頑丈に生きて勤労感謝の日 渡部 正幸(出雲)

 勤労感謝の日はもと新嘗祭にあたり、勤労を尊び、生産を祝う日。「頑丈に生きて」には家族の幸せのために働いてきた身体の頑丈さと頑丈に育ててくれた親への感謝が籠もる。〈頑丈に生んでくれたる柚子湯かな 正文〉と一脈通じるところがあるが、「生きて」が力強くひびく。

掘炬燵座して魔法にかかりたる 中村 早苗(宇都宮)

 炬燵とは不思議な暖房器具である。炬燵にはいると、途端に金縛りにあったように動くのが億劫になる。この主人公も催眠術に掛かったように瞼が重たくなったに違いない。炬燵は魔法使いなのである。

おほかたは裏がへりたる朴落葉 佐川 春子(飯田)

..........

__記述問題 1__. 上の俳句と鑑賞文を、一字一句変えずに全文書き写しなさい。

..........

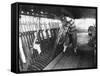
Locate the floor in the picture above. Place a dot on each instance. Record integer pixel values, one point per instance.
(80, 60)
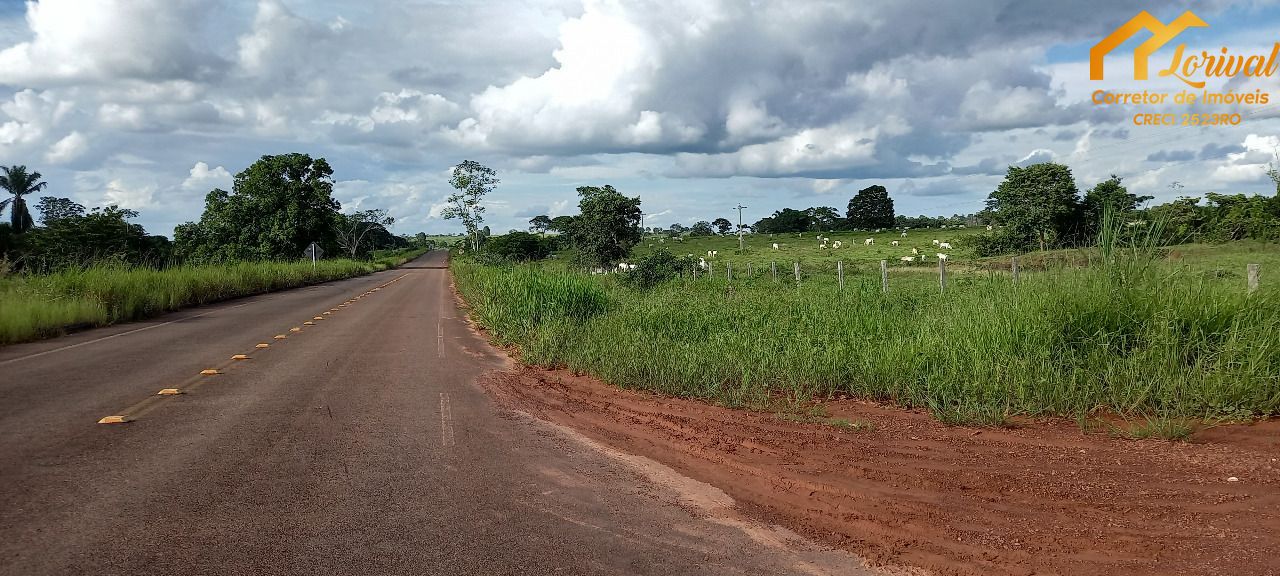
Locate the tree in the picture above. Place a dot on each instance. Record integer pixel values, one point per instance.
(784, 220)
(1038, 201)
(871, 208)
(277, 208)
(1106, 195)
(542, 223)
(352, 228)
(472, 181)
(101, 234)
(823, 218)
(53, 209)
(608, 227)
(561, 224)
(18, 182)
(702, 228)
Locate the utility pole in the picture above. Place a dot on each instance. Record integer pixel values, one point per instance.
(740, 227)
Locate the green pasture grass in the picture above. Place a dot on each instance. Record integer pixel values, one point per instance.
(40, 306)
(1156, 338)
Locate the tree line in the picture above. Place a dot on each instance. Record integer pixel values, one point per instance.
(277, 208)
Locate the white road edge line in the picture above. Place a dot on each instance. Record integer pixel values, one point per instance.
(446, 420)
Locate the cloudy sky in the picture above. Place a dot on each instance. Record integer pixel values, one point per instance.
(693, 105)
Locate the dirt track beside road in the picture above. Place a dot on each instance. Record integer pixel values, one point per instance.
(903, 489)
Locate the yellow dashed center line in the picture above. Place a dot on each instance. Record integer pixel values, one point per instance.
(140, 408)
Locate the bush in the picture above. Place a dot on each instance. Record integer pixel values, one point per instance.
(658, 266)
(519, 247)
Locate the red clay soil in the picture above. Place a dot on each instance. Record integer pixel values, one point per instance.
(909, 492)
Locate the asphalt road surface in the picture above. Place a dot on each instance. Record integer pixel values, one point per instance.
(360, 444)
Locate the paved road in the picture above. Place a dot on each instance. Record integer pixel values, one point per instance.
(360, 444)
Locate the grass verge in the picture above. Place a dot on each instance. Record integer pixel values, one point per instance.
(1129, 338)
(41, 306)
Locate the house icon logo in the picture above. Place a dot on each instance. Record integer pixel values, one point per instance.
(1160, 35)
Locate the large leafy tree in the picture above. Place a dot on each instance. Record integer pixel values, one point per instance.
(1107, 195)
(83, 238)
(1040, 201)
(19, 182)
(785, 220)
(53, 209)
(275, 209)
(871, 208)
(355, 229)
(702, 228)
(472, 181)
(540, 223)
(608, 227)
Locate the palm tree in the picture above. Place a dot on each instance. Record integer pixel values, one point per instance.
(19, 183)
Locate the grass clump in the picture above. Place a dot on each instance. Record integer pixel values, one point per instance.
(46, 305)
(1130, 334)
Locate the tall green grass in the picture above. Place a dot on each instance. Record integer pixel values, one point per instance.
(1132, 336)
(39, 306)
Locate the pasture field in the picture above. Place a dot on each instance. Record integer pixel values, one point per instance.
(1169, 336)
(807, 248)
(40, 306)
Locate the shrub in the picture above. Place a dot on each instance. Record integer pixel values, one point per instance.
(658, 266)
(519, 247)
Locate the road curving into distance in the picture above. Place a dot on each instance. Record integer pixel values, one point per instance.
(359, 443)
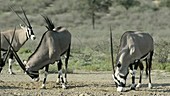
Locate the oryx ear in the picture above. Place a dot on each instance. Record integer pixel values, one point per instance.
(24, 62)
(118, 65)
(132, 50)
(22, 26)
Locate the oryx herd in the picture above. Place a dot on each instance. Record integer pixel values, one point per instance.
(134, 48)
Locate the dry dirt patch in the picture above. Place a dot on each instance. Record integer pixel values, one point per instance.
(81, 84)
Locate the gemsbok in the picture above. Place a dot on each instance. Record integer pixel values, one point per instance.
(4, 58)
(20, 37)
(54, 43)
(134, 48)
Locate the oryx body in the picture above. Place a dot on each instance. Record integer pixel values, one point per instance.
(20, 37)
(52, 46)
(134, 47)
(54, 43)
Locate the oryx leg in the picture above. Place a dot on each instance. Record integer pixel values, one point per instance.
(149, 67)
(60, 74)
(133, 73)
(10, 61)
(45, 77)
(140, 64)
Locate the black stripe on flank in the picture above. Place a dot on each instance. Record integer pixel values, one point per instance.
(37, 46)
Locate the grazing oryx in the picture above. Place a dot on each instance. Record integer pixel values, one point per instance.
(52, 46)
(134, 48)
(21, 36)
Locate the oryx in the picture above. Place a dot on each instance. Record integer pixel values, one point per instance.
(4, 58)
(54, 43)
(134, 48)
(21, 36)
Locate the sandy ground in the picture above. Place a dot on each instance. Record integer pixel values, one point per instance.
(81, 84)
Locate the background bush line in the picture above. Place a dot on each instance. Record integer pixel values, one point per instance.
(91, 47)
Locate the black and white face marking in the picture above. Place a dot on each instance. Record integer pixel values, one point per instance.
(30, 33)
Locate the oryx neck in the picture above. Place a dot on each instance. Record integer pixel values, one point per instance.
(22, 37)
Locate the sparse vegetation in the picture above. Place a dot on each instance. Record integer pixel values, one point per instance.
(90, 47)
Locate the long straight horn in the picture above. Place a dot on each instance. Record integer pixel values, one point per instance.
(9, 46)
(111, 48)
(26, 17)
(17, 15)
(16, 56)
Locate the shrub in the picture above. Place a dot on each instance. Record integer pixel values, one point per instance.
(162, 51)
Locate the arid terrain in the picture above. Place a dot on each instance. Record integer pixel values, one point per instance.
(81, 84)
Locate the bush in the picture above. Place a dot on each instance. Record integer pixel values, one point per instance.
(162, 51)
(24, 51)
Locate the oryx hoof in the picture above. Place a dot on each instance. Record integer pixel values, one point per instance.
(132, 87)
(64, 86)
(150, 86)
(43, 87)
(11, 73)
(58, 81)
(138, 85)
(120, 89)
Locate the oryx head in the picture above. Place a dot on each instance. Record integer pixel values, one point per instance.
(33, 74)
(27, 28)
(119, 72)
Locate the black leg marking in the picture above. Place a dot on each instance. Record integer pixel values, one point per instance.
(45, 76)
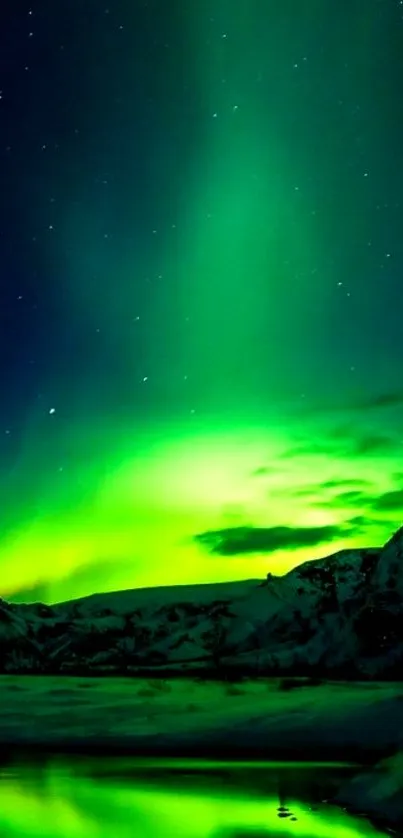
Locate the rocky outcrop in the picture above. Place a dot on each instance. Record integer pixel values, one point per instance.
(341, 616)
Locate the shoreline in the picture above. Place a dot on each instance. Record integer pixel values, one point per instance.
(356, 723)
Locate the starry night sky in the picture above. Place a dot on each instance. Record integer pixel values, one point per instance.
(201, 293)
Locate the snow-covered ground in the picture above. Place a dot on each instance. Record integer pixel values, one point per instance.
(261, 719)
(332, 720)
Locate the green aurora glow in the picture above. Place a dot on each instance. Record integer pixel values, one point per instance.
(223, 399)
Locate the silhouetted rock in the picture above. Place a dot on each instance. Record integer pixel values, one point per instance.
(341, 617)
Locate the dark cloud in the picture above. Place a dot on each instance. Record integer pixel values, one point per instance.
(308, 449)
(31, 593)
(344, 441)
(358, 522)
(389, 502)
(237, 540)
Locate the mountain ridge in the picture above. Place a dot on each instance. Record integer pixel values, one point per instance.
(340, 616)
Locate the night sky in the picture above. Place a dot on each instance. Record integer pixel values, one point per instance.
(201, 288)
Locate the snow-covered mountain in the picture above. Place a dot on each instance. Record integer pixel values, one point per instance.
(341, 616)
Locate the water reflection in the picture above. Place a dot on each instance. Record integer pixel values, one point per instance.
(104, 798)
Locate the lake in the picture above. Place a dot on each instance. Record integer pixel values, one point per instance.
(117, 798)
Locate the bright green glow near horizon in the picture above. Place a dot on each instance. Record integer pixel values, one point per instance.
(236, 327)
(132, 523)
(61, 804)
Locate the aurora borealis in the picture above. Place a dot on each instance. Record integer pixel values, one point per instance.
(201, 289)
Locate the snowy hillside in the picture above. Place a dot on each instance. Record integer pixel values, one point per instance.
(341, 616)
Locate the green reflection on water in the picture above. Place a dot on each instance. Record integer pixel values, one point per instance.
(121, 798)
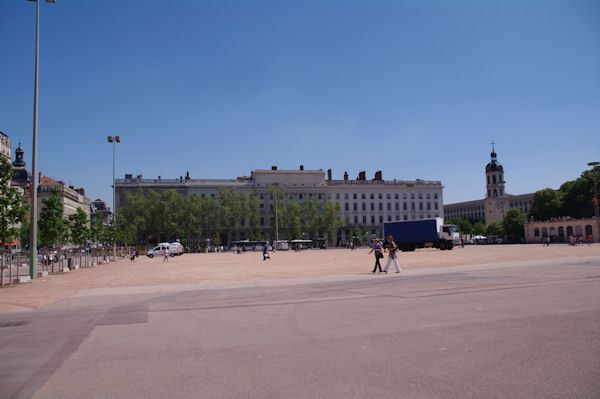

..........

__記述問題 2__. 項目の冒頭から「(1156, 338)」を含む行までの範囲を、列名「入力」と「出力」の2列CSVに整理しなさい。各文とそれに続く座標を1行とし、それぞれ引用符で囲んだ1つの欄に改行を空白に置き換えて入れ、画像は含めないこと。

__演習結果 1__.
頑丈に生きて勤労感謝の日 渡部 正幸(出雲)

 勤労感謝の日はもと新嘗祭にあたり、勤労を尊び、生産を祝う日。「頑丈に生きて」には家族の幸せのために働いてきた身体の頑丈さと頑丈に育ててくれた親への感謝が籠もる。〈頑丈に生んでくれたる柚子湯かな 正文〉と一脈通じるところがあるが、「生きて」が力強くひびく。

掘炬燵座して魔法にかかりたる 中村 早苗(宇都宮)

 炬燵とは不思議な暖房器具である。炬燵にはいると、途端に金縛りにあったように動くのが億劫になる。この主人公も催眠術に掛かったように瞼が重たくなったに違いない。炬燵は魔法使いなのである。

おほかたは裏がへりたる朴落葉 佐川 春子(飯田)

__演習結果 2__.
入力,出力
"Locate the floor in the picture above. Place a dot on each instance. Record integer pixel values, one point per instance.","(80, 60)"
"Locate the tree in the picture above. Place a dot on each instance. Record integer pixel values, one point per instance.","(784, 220) (1038, 201) (871, 208) (277, 208) (1106, 195) (542, 223) (352, 228) (472, 181) (101, 234) (823, 218) (53, 209) (608, 227) (561, 224) (18, 182) (702, 228)"
"Locate the utility pole in the picture above. Place a dot on each instance. Record integer pixel values, one point per instance.","(740, 227)"
"Locate the green pasture grass in the picture above. Place a dot on each instance. Record integer pixel values, one point per instance.","(40, 306) (1156, 338)"